→ Passage provided:
--------------------
The biggest PR & partnership disasters in Premier League history

There's nothing wrong with a bit of light-hearted social media jostling to get people talking.

Using Twitter and Instagram in a fun and innovative way is something football clubs and brands alike have become pretty good at. It can humanise corporate entities, and make fans feel involved in conversations they would otherwise be excluded from.

Dulux, though, maybe read the room next time...

The UK's favourite international paint brand were announced as Tottenham's latest commercial partner on Thursday. Within minutes - literally minutes - they were on Twitter giving it large about the club's lack of silverware.

Obviously, they didn't realise just how much of a sore point that is for supporters, or how seriously the posts would be taken. Intended as a bit of light-hearted fun, it's been universally panned by Spurs fans, and there are already questions being raised about the viability of the partnership going forward.

Still, cute dog though.

While the first few hours of the Spurs-Dulux collaboration have been a bit of a bin-fire, it's worth remembering that it is by no means the worst PR misstep in Premier League history. Oh, far from it...
--------------------
→ Challenges:
1. Summarize the article on Premier League PR disasters in two sentences.
2. Reproduce the article on Premier League PR disasters word for word, from "Using Twitter and" to "cute dog though.".

[Location labeling records]
--------------------
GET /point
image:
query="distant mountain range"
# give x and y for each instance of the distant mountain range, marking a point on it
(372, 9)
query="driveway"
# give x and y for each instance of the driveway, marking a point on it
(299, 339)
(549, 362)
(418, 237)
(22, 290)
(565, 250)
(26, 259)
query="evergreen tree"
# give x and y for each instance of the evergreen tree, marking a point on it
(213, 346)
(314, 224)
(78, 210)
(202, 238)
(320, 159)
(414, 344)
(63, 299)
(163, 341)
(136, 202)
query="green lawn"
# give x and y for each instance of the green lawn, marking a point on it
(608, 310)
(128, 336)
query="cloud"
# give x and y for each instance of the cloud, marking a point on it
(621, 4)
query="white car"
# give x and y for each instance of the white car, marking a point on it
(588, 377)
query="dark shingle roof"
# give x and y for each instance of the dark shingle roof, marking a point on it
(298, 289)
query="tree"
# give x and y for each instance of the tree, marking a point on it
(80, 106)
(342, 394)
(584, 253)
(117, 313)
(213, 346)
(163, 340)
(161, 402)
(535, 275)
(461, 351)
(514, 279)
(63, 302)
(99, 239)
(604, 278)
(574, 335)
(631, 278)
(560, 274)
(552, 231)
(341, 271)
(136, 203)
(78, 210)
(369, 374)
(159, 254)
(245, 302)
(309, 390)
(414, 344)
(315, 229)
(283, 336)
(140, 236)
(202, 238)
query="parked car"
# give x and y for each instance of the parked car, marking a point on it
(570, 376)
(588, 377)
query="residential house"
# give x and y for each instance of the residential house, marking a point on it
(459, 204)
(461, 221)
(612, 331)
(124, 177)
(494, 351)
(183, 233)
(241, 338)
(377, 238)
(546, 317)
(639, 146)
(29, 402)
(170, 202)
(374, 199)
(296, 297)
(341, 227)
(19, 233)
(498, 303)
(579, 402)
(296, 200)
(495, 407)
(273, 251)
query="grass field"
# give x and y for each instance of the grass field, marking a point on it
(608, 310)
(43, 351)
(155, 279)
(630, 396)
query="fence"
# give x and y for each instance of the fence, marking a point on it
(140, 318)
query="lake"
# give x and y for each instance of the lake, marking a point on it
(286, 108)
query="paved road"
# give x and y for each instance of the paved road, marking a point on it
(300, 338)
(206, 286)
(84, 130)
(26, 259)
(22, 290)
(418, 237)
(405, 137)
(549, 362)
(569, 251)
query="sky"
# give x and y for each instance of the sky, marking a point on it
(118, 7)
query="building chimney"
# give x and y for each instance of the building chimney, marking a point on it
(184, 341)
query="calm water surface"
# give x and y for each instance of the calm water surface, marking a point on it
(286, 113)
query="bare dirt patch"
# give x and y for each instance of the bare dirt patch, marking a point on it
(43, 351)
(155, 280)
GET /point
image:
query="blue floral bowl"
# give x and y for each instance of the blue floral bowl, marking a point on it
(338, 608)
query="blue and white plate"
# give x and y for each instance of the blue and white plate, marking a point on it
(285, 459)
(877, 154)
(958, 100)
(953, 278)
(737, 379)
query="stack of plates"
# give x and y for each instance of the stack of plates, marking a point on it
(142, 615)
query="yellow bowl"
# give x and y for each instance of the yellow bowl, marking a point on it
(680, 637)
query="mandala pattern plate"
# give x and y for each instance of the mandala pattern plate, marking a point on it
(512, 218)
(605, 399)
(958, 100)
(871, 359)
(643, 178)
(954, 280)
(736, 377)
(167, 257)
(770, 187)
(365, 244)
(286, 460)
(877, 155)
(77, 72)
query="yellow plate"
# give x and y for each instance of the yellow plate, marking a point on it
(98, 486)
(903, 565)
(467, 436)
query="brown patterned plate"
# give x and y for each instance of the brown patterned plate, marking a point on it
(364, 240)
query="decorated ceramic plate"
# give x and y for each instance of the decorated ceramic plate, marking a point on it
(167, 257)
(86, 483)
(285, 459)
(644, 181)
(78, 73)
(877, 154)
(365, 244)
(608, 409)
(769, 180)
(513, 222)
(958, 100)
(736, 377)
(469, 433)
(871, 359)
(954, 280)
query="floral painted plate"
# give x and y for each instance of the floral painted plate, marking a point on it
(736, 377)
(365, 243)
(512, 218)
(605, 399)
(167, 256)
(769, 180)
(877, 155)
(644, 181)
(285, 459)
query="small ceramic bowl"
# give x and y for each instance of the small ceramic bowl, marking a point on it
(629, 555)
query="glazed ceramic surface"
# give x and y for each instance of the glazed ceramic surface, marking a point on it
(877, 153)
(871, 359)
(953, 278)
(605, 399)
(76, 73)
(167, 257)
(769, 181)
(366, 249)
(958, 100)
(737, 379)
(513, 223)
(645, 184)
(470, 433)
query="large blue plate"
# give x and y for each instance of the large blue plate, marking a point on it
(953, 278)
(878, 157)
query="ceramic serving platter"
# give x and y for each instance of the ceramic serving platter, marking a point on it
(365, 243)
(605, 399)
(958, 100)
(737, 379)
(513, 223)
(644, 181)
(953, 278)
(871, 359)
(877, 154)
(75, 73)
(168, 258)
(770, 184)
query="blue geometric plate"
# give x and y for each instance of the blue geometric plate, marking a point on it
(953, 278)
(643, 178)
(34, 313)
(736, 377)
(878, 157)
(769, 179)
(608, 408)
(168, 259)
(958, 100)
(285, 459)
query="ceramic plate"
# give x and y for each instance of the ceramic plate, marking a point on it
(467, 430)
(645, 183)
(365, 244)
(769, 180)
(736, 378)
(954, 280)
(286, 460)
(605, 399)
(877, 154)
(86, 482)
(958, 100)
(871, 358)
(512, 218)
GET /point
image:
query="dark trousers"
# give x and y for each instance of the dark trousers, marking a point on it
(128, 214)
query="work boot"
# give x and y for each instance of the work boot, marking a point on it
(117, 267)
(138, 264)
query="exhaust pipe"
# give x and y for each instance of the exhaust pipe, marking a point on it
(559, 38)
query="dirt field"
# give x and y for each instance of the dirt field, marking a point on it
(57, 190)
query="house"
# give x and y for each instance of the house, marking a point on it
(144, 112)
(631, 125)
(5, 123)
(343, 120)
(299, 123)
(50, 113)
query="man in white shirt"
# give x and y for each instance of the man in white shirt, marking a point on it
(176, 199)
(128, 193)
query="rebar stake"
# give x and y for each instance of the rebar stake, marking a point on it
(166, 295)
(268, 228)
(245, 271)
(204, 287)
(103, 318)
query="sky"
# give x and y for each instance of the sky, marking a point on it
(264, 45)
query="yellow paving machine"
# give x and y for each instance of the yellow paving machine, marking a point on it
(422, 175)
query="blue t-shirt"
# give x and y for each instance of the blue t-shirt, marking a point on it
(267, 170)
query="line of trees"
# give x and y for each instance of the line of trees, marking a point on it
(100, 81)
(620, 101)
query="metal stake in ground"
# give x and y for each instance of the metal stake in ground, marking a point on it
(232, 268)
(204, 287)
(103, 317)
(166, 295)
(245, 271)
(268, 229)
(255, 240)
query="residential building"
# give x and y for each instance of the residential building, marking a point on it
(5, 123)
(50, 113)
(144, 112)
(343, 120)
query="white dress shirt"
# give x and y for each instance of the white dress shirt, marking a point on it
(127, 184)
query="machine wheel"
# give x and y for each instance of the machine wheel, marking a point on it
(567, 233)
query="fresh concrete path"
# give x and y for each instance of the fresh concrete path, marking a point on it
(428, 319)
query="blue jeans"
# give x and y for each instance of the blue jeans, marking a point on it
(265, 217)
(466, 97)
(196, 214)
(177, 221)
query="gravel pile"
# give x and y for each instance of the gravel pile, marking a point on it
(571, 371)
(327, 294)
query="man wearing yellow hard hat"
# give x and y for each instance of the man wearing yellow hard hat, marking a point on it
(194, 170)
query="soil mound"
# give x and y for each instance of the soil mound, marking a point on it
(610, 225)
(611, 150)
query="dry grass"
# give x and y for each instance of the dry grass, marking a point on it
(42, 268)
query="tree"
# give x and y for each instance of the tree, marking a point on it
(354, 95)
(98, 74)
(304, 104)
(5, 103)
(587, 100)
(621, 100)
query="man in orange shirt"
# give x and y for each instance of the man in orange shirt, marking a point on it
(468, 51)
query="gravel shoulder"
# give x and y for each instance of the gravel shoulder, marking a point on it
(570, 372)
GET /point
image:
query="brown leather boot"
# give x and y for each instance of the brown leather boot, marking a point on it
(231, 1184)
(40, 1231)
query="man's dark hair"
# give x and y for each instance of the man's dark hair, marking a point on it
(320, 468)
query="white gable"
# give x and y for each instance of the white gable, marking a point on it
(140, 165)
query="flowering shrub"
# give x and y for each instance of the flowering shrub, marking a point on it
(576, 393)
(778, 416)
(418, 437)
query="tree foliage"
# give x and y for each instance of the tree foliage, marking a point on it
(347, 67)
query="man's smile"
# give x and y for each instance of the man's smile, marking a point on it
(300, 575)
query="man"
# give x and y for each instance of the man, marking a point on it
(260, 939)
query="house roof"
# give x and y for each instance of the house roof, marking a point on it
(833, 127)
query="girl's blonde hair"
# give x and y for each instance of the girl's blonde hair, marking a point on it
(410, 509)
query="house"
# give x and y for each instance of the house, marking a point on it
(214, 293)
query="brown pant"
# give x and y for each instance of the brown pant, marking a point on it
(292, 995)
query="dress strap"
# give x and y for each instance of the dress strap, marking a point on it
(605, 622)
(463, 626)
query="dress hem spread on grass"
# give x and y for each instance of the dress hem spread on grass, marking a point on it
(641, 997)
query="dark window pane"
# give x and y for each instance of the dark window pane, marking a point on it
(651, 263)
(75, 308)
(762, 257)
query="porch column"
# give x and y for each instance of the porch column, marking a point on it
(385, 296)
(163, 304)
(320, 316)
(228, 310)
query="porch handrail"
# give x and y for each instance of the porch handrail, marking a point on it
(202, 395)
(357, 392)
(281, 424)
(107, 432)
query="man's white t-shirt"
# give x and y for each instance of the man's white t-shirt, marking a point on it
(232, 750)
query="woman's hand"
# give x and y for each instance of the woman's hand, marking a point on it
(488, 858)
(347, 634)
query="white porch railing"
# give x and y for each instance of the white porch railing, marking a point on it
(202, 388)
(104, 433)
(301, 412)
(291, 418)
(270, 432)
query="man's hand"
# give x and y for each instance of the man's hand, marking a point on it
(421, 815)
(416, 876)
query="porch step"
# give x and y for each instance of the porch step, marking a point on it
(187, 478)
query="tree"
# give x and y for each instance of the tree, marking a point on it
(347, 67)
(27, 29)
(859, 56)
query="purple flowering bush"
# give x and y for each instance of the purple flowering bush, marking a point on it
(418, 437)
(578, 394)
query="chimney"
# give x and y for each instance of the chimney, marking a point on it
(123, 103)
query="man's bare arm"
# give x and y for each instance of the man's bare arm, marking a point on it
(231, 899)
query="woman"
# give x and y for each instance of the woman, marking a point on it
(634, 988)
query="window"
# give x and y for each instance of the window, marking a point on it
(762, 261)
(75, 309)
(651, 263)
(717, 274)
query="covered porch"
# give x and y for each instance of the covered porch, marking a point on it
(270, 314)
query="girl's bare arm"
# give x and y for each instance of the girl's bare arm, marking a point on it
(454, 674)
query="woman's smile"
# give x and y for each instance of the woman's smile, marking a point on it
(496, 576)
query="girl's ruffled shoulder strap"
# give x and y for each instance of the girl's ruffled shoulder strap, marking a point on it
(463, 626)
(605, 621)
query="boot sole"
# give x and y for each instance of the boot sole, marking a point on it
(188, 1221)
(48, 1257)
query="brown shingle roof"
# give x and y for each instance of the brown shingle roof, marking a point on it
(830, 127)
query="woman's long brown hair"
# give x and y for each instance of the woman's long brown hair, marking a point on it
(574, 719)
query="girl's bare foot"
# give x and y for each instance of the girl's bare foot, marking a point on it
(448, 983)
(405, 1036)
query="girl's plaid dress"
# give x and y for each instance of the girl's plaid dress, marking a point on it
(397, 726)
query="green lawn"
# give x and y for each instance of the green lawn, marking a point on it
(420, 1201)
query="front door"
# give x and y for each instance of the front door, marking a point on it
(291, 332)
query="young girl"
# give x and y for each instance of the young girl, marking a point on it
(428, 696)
--------------------
→ Answers below:
1. Dulux, announced on Thursday as Tottenham's latest commercial partner, posted on Twitter within minutes about the club's lack of silverware, and Spurs fans have universally panned the posts. Although the partnership's first hours have gone badly, it is by no means the worst PR misstep in Premier League history.

2.
Using Twitter and Instagram in a fun and innovative way is something football clubs and brands alike have become pretty good at. It can humanise corporate entities, and make fans feel involved in conversations they would otherwise be excluded from.

Dulux, though, maybe read the room next time...

The UK's favourite international paint brand were announced as Tottenham's latest commercial partner on Thursday. Within minutes - literally minutes - they were on Twitter giving it large about the club's lack of silverware.

Obviously, they didn't realise just how much of a sore point that is for supporters, or how seriously the posts would be taken. Intended as a bit of light-hearted fun, it's been universally panned by Spurs fans, and there are already questions being raised about the viability of the partnership going forward.

Still, cute dog though.